**PROVIDED PASSAGE**.
Posted by Bryan Bende <bb...@gmail.com>.
Andrew,

If you are interested in the ExtractText+ReplaceText approach, I posted an
example template that shows how to convert a line from a CSV file to a JSON
document [1].

The first part of the flow is just for testing and generates a flow file
with the content set to "a,b,c,d", then the ExtractText pulls those values
into attributes (csv.1, csv.2, csv.3, csv.4) and ReplaceText uses them to
build a JSON document.

-Bryan

[1]
https://cwiki.apache.org/confluence/display/NIFI/Example+Dataflow+Templates
 (CsvToJson)


On Mon, Sep 21, 2015 at 4:40 PM, Bryan Bende <bb...@gmail.com> wrote:

> Yup, Joe beat me too it, but was going to suggest those options...
>
> In the second case, you would probably use SplitText to get each line of
> the CSV as a FlowFile, then ExtractText to pull out every value of the line
> into attributes, then ReplaceText would construct a JSON document using
> expression language to access the attributes from ExtractText.
>
> On Mon, Sep 21, 2015 at 4:33 PM, Joe Witt <jo...@gmail.com> wrote:
>
>> Adam, Bryan,
>>
>> Could do the CSV to Avro processor and then follow it with the Avro to
>> JSON processor.  Alternatively, could use ExtractText to pull the
>> fields as attributes and then use ReplaceText to produce a JSON
>> output.
>>
>> Thanks
>> Joe
>>
>> On Mon, Sep 21, 2015 at 4:21 PM, Adam Williams
>> <aa...@outlook.com> wrote:
>> > Bryan,
>> >
>> > Thanks for the feedback.  I stripped the ExtractText and tried routing
>> all
>> > unmatched traffic to Mongo as well, hence the CSV import problems.  Off
>> the
>> > top of my head i do not think MongoDB allows CSV inserts through the
>> java
>> > client, we've always had to work with the JSON/document model for it.
>> For a
>> > CSV format, it would have to be similar to this idea:
>> >
>> https://github.com/AdoptOpenJDK/javacountdown/blob/master/src/main/java/org/adoptopenjdk/javacountdown/ImportGeoData.java
>> >
>> > So looking at the other processors in NiFi, is there a way then to move
>> from
>> > a CSV format to JSON before putting to Mongo?

**PROBLEM A**.
In the thread, what are all the attribute names that ExtractText pulls the test values into?
**PROBLEM B**.
Would you transcribe the thread, starting at "On Mon, Sep 21, 2015 at 4:40" and ending at "attributes from ExtractText."?

**DATA SECTION**.
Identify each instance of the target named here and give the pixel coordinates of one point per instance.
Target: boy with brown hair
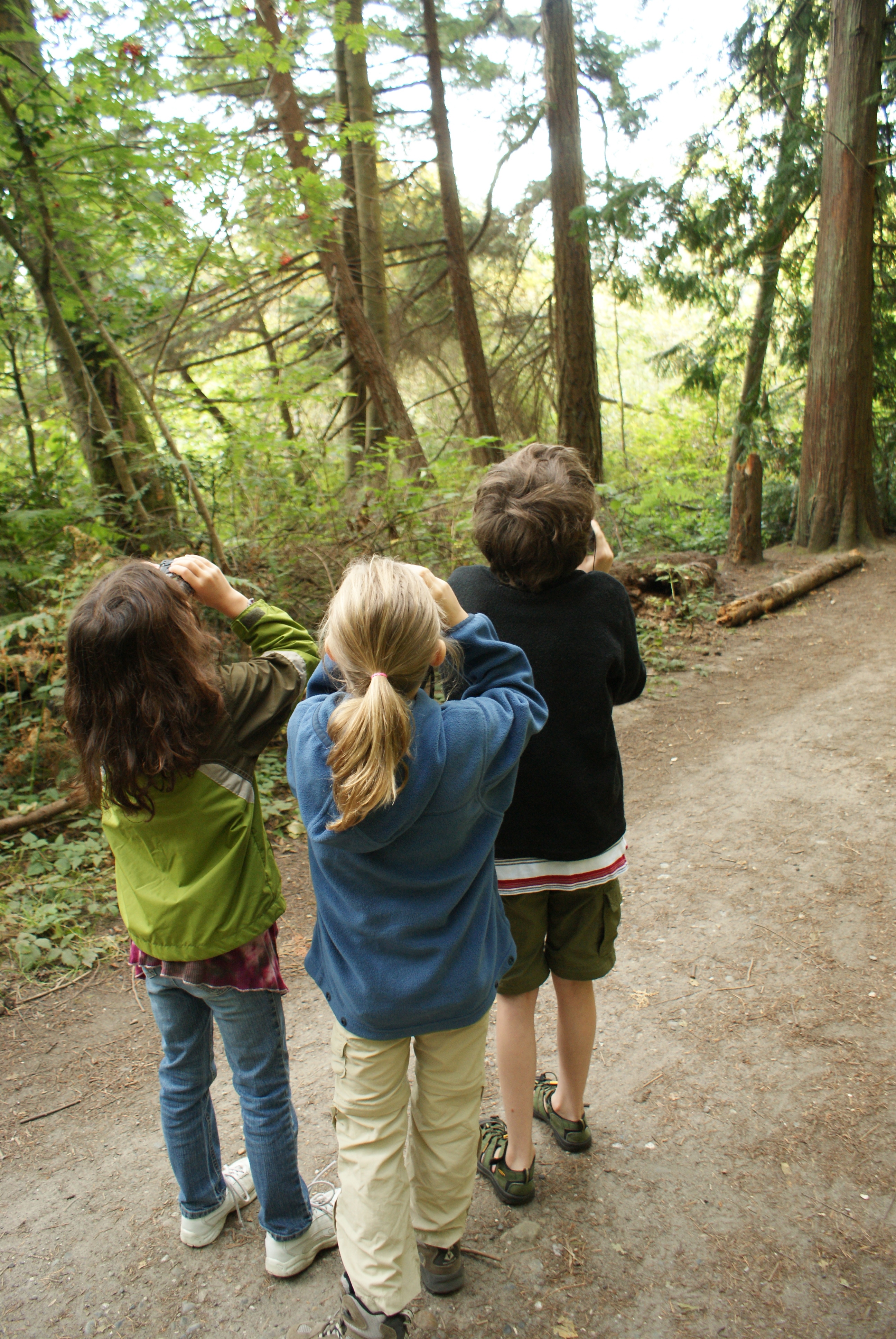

**EXERCISE OUTPUT A**.
csv.1, csv.2, csv.3, csv.4

**EXERCISE OUTPUT B**.
On Mon, Sep 21, 2015 at 4:40 PM, Bryan Bende <bb...@gmail.com> wrote:

> Yup, Joe beat me too it, but was going to suggest those options...
>
> In the second case, you would probably use SplitText to get each line of
> the CSV as a FlowFile, then ExtractText to pull out every value of the line
> into attributes, then ReplaceText would construct a JSON document using
> expression language to access the attributes from ExtractText.